— WORK INSTRUCTION —
Would you please output, word for word, the span of the listing below that opens on the line containing "Target: dark wood chest of drawers" and closes on the line containing "Each instance of the carpeted"? Include both ends and nothing more.
★ ★ ★ ★ ★
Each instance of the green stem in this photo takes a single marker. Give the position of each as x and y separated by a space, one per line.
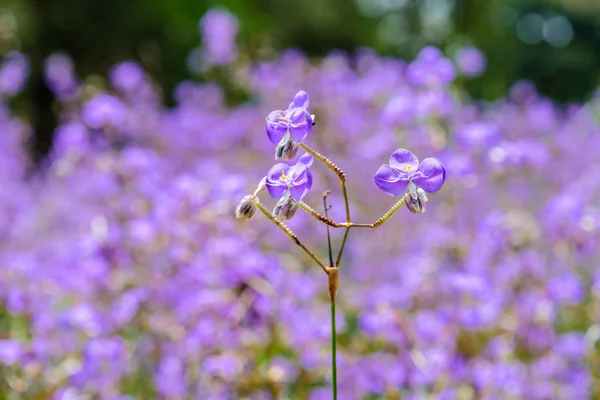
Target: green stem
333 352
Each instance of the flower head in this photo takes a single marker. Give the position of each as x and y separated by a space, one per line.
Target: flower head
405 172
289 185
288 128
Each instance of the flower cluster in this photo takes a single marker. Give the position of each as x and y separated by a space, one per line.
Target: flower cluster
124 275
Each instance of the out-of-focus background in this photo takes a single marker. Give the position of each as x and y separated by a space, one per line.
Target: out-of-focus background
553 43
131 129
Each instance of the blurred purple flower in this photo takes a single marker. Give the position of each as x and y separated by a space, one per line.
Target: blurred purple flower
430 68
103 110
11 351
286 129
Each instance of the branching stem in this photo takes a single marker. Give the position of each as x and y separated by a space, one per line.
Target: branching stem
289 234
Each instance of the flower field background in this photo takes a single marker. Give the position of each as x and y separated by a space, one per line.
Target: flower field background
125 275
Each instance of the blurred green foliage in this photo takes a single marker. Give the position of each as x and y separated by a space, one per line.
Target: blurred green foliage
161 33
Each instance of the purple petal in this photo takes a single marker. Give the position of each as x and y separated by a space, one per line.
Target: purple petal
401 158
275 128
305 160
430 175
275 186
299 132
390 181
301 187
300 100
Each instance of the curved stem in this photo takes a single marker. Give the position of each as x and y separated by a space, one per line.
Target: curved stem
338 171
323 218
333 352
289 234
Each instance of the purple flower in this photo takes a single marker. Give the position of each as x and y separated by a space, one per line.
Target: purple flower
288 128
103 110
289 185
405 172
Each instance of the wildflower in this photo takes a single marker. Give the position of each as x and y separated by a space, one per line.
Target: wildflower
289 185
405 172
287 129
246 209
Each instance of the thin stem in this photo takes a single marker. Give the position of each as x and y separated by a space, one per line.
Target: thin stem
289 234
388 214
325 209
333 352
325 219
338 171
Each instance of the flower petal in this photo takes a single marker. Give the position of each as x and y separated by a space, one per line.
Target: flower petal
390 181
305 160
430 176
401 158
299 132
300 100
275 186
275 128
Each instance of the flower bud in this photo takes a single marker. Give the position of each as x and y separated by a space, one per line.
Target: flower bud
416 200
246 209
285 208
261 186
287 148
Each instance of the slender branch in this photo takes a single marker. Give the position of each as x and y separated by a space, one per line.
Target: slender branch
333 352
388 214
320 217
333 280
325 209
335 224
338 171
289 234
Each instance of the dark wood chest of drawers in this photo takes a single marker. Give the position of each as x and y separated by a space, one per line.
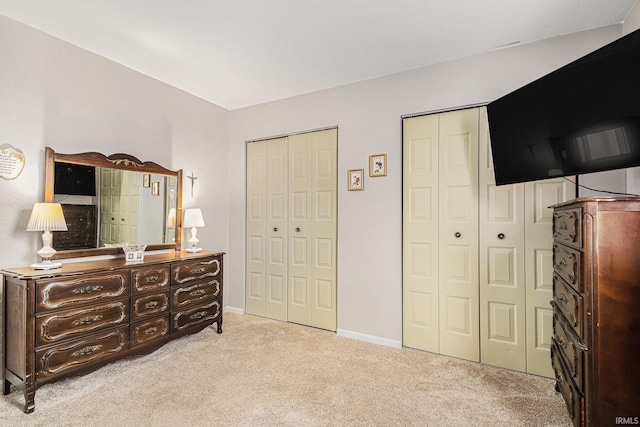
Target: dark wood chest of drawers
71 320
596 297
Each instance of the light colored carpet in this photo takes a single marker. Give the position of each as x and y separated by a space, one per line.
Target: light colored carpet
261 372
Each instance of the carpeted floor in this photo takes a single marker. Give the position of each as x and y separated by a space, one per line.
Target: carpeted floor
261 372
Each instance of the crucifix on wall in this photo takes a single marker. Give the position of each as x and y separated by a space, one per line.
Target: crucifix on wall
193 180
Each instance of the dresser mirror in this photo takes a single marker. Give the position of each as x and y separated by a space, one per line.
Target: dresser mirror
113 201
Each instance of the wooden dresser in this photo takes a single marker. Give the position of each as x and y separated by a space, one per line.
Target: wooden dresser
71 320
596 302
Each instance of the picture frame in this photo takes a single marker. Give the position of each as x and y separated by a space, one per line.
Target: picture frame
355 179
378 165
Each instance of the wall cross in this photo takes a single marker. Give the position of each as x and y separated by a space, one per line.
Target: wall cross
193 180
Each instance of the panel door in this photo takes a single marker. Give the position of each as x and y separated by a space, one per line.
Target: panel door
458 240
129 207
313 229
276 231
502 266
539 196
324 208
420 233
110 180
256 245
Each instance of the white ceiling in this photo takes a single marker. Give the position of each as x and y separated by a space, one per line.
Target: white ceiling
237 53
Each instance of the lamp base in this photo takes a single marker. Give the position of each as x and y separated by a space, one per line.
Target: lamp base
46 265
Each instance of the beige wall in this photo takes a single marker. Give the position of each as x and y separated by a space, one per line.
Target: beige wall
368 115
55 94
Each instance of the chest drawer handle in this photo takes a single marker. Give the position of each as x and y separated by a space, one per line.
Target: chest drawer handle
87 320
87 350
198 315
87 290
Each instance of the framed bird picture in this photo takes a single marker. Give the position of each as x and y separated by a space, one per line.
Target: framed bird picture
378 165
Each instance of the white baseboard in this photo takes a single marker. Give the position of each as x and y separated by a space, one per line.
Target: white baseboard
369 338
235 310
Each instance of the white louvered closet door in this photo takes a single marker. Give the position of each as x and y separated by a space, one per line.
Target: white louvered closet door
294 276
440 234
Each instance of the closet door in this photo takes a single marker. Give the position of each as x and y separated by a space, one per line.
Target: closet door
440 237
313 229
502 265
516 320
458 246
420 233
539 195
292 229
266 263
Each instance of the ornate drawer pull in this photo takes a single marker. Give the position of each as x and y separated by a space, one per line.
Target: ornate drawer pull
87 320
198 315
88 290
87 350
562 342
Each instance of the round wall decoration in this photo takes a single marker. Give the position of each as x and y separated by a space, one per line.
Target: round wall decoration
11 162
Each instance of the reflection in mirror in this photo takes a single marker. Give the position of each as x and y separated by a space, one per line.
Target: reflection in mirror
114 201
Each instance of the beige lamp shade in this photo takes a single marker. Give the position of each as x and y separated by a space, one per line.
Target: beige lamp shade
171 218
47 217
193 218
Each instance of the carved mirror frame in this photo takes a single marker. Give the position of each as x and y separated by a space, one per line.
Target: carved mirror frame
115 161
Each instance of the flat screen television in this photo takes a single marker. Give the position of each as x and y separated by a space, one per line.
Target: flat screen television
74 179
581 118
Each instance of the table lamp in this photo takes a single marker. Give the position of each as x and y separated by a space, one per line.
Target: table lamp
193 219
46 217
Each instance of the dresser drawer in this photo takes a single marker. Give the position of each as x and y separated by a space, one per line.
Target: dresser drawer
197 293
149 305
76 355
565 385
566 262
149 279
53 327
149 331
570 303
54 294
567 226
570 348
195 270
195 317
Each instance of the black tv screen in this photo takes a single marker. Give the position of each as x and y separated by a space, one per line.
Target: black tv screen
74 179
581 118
★ ★ ★ ★ ★
— EXERCISE SOLUTION —
Target: dark wood chest of drawers
71 320
596 297
Each instance of the light colored carpet in this photo takes a single marker. Give the position of each as x and y separated by a space, one per line.
Target: light colored carpet
261 372
Each instance of the carpeted floor in this photo takes a single marker. Give the position of each as x and y separated by a space, one per line.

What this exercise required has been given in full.